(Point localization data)
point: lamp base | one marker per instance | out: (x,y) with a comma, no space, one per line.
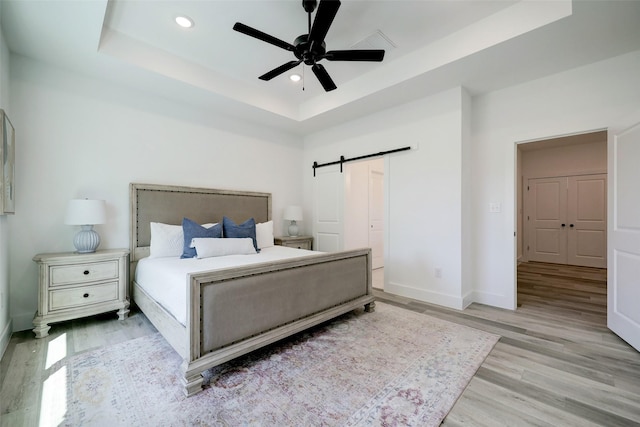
(87,240)
(293,229)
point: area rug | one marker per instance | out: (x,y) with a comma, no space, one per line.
(391,367)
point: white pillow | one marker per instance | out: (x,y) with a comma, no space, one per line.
(210,246)
(167,240)
(264,234)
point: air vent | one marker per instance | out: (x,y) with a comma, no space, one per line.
(376,40)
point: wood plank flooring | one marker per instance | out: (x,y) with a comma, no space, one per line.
(556,364)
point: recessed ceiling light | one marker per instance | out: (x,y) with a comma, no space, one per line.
(184,21)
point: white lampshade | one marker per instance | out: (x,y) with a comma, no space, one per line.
(293,213)
(86,212)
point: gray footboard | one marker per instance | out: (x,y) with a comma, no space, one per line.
(235,311)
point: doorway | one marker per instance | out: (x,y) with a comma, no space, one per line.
(561,182)
(364,212)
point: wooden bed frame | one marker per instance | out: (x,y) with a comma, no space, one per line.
(236,310)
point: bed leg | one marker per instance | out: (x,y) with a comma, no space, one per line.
(191,381)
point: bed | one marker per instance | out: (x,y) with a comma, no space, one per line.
(231,311)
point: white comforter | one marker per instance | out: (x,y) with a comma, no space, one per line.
(165,279)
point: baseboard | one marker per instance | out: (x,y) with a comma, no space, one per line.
(493,300)
(22,322)
(431,297)
(6,337)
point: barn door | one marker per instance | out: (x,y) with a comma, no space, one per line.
(376,217)
(623,274)
(328,208)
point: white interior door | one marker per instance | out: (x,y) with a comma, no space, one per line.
(623,274)
(328,207)
(376,217)
(587,221)
(546,219)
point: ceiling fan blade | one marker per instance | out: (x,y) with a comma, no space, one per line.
(279,70)
(252,32)
(327,10)
(375,55)
(323,77)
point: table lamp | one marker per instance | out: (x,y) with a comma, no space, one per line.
(86,213)
(293,214)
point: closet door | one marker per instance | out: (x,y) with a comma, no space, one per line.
(587,220)
(547,220)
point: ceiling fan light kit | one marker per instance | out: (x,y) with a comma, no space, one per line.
(310,48)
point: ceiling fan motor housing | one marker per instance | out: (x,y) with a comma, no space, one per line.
(309,53)
(309,5)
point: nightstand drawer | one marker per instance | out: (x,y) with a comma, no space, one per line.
(82,296)
(83,273)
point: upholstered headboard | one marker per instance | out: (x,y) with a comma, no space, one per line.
(169,204)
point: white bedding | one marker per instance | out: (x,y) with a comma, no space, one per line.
(165,279)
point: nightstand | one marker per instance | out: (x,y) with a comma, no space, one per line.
(73,285)
(299,242)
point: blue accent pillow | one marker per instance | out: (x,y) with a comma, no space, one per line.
(239,231)
(193,229)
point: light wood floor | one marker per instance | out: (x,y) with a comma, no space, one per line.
(556,364)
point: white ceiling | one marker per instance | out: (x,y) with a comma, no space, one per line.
(439,44)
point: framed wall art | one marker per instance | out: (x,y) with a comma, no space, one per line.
(7,165)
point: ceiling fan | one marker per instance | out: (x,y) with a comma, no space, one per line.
(310,48)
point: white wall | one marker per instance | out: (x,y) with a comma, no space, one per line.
(5,320)
(579,100)
(424,190)
(80,137)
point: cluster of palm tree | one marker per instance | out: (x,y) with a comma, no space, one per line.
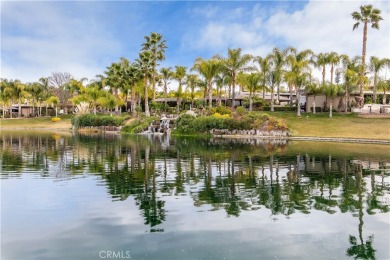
(208,78)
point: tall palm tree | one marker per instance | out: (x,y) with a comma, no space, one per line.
(331,91)
(263,70)
(278,60)
(209,69)
(146,62)
(19,93)
(179,75)
(192,83)
(156,45)
(166,75)
(334,59)
(313,89)
(384,85)
(233,64)
(367,15)
(299,71)
(321,60)
(376,65)
(350,71)
(252,83)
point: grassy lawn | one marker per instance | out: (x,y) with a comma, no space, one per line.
(341,125)
(32,123)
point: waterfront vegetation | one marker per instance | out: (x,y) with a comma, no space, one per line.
(150,190)
(135,86)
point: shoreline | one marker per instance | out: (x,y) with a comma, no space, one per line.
(311,138)
(292,138)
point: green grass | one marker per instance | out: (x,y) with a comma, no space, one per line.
(37,122)
(340,125)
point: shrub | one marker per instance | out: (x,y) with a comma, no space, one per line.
(138,125)
(280,109)
(241,111)
(87,120)
(224,110)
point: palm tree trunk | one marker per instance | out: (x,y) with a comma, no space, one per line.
(272,99)
(363,67)
(20,107)
(314,105)
(233,88)
(147,113)
(250,101)
(374,89)
(210,95)
(298,96)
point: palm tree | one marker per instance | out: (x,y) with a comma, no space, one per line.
(233,64)
(252,83)
(321,60)
(166,76)
(209,69)
(384,85)
(6,95)
(156,45)
(334,59)
(376,65)
(278,60)
(179,75)
(350,71)
(313,89)
(331,91)
(192,83)
(19,93)
(263,70)
(220,82)
(93,93)
(367,15)
(146,63)
(299,71)
(54,101)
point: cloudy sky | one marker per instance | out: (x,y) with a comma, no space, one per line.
(84,37)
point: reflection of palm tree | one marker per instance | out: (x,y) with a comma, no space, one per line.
(364,250)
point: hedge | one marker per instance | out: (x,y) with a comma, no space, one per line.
(280,109)
(87,120)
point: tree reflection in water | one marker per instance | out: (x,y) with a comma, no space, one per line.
(217,174)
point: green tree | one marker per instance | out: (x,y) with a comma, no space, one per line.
(376,65)
(54,101)
(156,45)
(367,15)
(209,69)
(179,75)
(313,89)
(166,74)
(252,83)
(146,62)
(233,64)
(299,71)
(331,91)
(384,85)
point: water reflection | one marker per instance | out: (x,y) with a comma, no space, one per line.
(218,175)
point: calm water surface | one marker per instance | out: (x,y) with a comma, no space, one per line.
(69,196)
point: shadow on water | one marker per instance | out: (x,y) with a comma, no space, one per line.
(234,176)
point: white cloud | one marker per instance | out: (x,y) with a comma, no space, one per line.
(40,38)
(325,26)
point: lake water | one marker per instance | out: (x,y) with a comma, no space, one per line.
(69,196)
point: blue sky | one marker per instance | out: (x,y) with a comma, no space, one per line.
(83,38)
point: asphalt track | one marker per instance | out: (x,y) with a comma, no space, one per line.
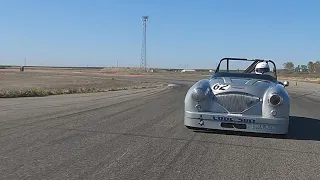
(140,135)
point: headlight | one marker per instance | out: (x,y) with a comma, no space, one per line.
(200,94)
(275,99)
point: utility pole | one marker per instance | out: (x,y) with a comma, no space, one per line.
(143,62)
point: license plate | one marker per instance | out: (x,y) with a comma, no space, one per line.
(263,127)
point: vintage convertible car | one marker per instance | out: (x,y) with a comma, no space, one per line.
(239,101)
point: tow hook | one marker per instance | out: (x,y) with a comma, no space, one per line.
(201,122)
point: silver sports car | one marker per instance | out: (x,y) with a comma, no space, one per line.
(239,100)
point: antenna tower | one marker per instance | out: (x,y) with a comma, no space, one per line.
(143,63)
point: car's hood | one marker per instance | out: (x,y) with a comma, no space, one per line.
(254,87)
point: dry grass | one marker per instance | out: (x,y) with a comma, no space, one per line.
(53,82)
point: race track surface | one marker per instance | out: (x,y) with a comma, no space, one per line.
(140,135)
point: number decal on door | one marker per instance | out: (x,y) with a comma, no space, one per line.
(220,87)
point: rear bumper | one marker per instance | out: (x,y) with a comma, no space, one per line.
(204,120)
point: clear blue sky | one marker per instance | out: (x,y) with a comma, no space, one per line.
(180,32)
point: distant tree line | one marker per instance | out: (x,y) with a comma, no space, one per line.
(311,67)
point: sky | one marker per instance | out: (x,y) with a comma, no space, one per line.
(180,33)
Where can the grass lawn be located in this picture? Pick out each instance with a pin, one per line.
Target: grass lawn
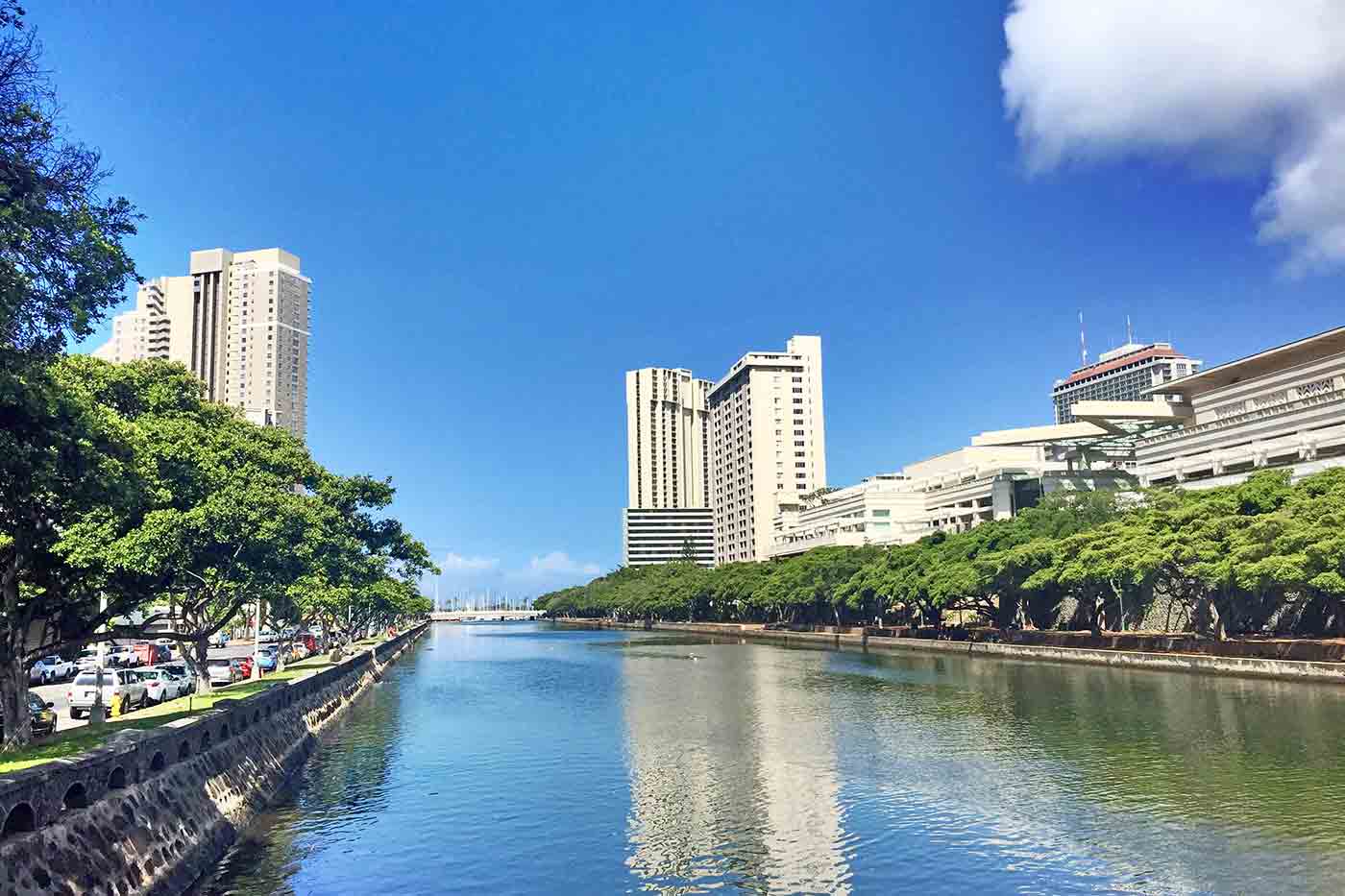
(77, 740)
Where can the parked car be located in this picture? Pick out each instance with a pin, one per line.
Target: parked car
(124, 657)
(42, 720)
(161, 685)
(87, 660)
(222, 671)
(179, 668)
(50, 668)
(120, 687)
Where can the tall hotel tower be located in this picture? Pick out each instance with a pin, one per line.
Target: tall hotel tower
(668, 439)
(238, 321)
(769, 444)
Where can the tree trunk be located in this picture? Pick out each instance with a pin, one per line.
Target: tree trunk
(197, 661)
(13, 702)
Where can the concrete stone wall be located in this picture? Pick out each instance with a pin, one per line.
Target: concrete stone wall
(150, 811)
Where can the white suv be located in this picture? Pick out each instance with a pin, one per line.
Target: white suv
(50, 668)
(120, 687)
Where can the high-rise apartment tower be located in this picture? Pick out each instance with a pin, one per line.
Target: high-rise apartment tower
(668, 440)
(239, 321)
(769, 444)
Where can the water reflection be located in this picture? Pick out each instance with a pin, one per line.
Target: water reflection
(732, 772)
(323, 818)
(525, 759)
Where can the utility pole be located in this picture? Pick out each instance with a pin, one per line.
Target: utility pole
(256, 670)
(98, 712)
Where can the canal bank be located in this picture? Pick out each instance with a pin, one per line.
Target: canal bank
(1157, 661)
(151, 811)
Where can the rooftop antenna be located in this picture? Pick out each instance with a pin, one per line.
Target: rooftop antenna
(1083, 343)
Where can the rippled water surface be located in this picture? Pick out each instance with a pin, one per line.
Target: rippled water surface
(527, 759)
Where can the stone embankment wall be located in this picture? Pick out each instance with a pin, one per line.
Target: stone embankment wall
(150, 811)
(1163, 661)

> Aim of the task: Set the pictures aside and retype exactly the lines above from the line with "point: rear bumper" to the line with "Where can the tall", both included, adding no others.

> Solved problem:
point: rear bumper | one marker per instance | out: (x,y) with a comma, no space, one per line.
(204,120)
point: clear blue sky | one marker per instance | out: (x,y) with a comma, no space, one per line.
(180,32)
point: distant tree line | one marker per instance | out: (x,y) with a comma, no space, one per line.
(311,67)
point: sky | one marker per instance | out: (x,y) with a comma, no space, one per line.
(180,33)
Where can the grass lawn be located in this picture? Pick out each instance with a pin, one per line.
Target: grass lawn
(77, 740)
Where can the parked car be located in this picture? Pick out each instance with a pin, one per line.
Target: parked car
(124, 657)
(42, 720)
(161, 685)
(87, 660)
(222, 671)
(179, 668)
(50, 668)
(120, 687)
Where can the tall hotel tower be located in this picture? Pick out each instance with a pin, one per line.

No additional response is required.